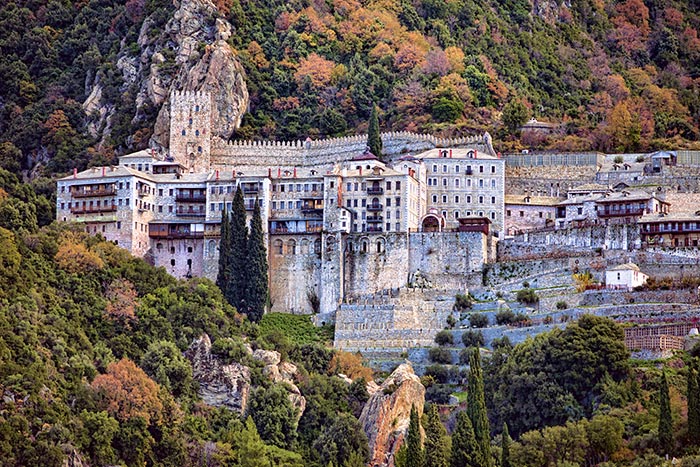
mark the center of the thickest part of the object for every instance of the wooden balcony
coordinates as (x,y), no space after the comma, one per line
(93,193)
(93,209)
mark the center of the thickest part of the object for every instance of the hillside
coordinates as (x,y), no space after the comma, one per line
(83,81)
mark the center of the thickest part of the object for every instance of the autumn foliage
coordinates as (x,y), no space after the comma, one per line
(126,391)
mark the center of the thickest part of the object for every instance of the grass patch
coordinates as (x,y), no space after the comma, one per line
(297,328)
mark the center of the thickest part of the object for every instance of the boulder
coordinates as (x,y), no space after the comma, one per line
(386,415)
(220,385)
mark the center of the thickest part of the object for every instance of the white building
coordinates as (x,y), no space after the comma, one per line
(625,276)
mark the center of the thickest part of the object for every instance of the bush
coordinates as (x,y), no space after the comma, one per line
* * * * * * *
Reproduce every line, unchanged, from the line containing "the grass patch" down to the end of the records, including both of those lines.

• **Expected answer**:
mark the center of the thickest part of the object for every instance of the grass patch
coordinates as (x,y), no space after the comma, one per line
(297,328)
mark the center of the thickest part of the object for every instance of the boulder
coordinates as (x,y), no space after the comma, one per line
(386,415)
(220,385)
mark the center of the thickest part of the object for every instance of the white building
coordinates as (x,y), no space after the comma, one per line
(625,276)
mark the center of the thickest part of the object for every instance of the bush
coordinates as (x,y), no space after the comma, one per line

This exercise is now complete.